*Supplied text:*
Congressional Budget Office director: Spending can't last

Douglas Elmendorf
Robert Barker/University Photography
Congressional Budget Office Director Douglas Elmendorf speaks about the federal budget Sept. 11.

Douglas Elmendorf, director of the Congressional Budget Office (CBO), focused on shifting priorities in the federal budget driven by the Affordable Care Act in a Sept. 11 campus talk.

Elmendorf described the CBO as a sort of advisory body dedicated to providing “objective, nonpartisan information for the Congress.” He said the CBO does not recommend or advocate for policies but presents the consequences of their implementation, making “baseline projections, which is what we think will happen to the budget under current law … then the members of Congress have a benchmark to think about the effects of changes in the law.”

While it is difficult to accurately predict the precise outcome of a policy, the CBO’s analysis reflects the “midpoint of the distribution of possible outcomes. We recognize that what we do is very uncertain, and we’re trying to pick estimates in the middle of what might turn out,” Elmendorf said.

*Records:*
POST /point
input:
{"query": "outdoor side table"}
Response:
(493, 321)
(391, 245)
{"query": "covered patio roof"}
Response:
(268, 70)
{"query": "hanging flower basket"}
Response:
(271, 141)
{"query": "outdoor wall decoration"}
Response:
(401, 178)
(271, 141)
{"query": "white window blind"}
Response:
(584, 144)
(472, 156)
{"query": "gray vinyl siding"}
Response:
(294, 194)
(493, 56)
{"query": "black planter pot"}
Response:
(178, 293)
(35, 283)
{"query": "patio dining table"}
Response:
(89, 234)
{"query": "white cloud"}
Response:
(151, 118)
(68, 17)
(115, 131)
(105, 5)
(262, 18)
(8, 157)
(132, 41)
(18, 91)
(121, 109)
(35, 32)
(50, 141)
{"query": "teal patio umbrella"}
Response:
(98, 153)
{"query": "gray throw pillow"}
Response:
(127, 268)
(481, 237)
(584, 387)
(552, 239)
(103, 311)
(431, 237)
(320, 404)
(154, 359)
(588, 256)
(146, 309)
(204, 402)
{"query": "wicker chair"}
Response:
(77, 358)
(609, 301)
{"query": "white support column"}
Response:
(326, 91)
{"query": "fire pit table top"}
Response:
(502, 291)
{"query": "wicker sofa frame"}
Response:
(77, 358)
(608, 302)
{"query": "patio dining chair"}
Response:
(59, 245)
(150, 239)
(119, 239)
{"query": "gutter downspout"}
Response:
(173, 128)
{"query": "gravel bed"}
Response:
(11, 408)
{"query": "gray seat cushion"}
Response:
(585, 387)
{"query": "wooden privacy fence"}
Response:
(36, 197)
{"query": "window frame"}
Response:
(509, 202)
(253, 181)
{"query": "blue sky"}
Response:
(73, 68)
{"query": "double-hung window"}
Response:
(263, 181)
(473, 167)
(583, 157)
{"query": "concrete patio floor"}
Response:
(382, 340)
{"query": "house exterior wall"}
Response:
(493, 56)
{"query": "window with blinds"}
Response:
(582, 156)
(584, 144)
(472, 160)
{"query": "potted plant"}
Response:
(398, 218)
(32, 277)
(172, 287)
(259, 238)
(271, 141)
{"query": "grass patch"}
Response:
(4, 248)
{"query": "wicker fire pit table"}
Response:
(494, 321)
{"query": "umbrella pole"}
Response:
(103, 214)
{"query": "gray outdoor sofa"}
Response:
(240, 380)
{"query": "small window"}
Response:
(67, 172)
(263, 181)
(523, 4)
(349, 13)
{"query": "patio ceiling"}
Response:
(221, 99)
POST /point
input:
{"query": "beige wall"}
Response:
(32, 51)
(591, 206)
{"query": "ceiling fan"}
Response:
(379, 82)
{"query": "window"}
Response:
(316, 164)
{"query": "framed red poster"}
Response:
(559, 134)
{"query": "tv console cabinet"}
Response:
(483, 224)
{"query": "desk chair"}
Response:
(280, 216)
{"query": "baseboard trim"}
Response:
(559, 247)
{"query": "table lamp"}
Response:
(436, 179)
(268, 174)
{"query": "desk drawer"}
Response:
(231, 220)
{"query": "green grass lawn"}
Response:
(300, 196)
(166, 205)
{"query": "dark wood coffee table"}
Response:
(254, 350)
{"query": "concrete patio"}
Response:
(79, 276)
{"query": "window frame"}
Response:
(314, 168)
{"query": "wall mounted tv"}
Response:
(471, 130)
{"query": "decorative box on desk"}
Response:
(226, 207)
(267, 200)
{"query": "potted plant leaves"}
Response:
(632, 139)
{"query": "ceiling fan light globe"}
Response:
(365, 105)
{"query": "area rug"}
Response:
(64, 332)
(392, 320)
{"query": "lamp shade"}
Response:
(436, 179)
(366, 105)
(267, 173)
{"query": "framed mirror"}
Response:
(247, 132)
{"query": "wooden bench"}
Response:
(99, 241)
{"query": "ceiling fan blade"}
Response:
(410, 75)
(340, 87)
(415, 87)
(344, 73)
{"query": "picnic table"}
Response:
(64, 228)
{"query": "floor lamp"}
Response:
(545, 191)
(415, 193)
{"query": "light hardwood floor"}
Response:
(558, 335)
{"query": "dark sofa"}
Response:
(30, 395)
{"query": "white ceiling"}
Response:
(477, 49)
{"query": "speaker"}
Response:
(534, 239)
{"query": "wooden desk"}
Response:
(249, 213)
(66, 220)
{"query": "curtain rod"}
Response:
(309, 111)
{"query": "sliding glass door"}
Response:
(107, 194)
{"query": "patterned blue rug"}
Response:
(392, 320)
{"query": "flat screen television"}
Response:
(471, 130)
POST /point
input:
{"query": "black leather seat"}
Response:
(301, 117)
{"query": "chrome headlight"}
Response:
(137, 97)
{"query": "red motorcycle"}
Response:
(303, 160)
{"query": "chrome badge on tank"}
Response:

*What you need to do:* Continue the article about CBO director Douglas Elmendorf's campus talk, picking up after its final paragraph.

*Answer box:*
He added that there are many challenges with estimating the effects of various pieces of legislation, as the CBO’s computer models have to take into account many variables that impact citizens,’ universities’ and local and state governments’ behavior and decision-making processes.

In discussing the impact of the Affordable Care Act, Elmendorf said that as we look forward to the future state of the budget, we can expect that increased spending on social security, Medicare and Medicaid will account for approximately 85 percent of the projected increase in annual spending over the coming decade. While these three programs make up 45 percent of 2014 mandatory spending, the growth in the portion of the population 65 years of age or older will contribute to their increasing costs as the tax-paying portion of the population is rising slowly.

The Affordable Care Act, Elmendorf said, is all about value-based tradeoffs. While the budget will be largely negatively impacted by this policy – the Affordable Care Act is estimated to be responsible for 60 percent of growth in federal spending over the next 10 years – 26 million more people will be insured. Even with these tradeoffs in mind, Elmendorf noted that the budget’s current track is unsustainable, and that getting back on track will require what he called “significant challenges in policy.”

“We will need to cut benefits from those large programs relative to current law, raise tax revenue” or do both, Elmendorf said. Neither option will be easy, he concluded, noting that proposed changes in policy are often unpopular and “don’t get invited back [to Congress] all the time.”

Elmendorf said his grandfather served as the mayor of Ithaca in 1899, and he has a long line of Cornell graduates in his family.

The talk was sponsored by the Cornell Institute for Public Affairs in the College of Human Ecology.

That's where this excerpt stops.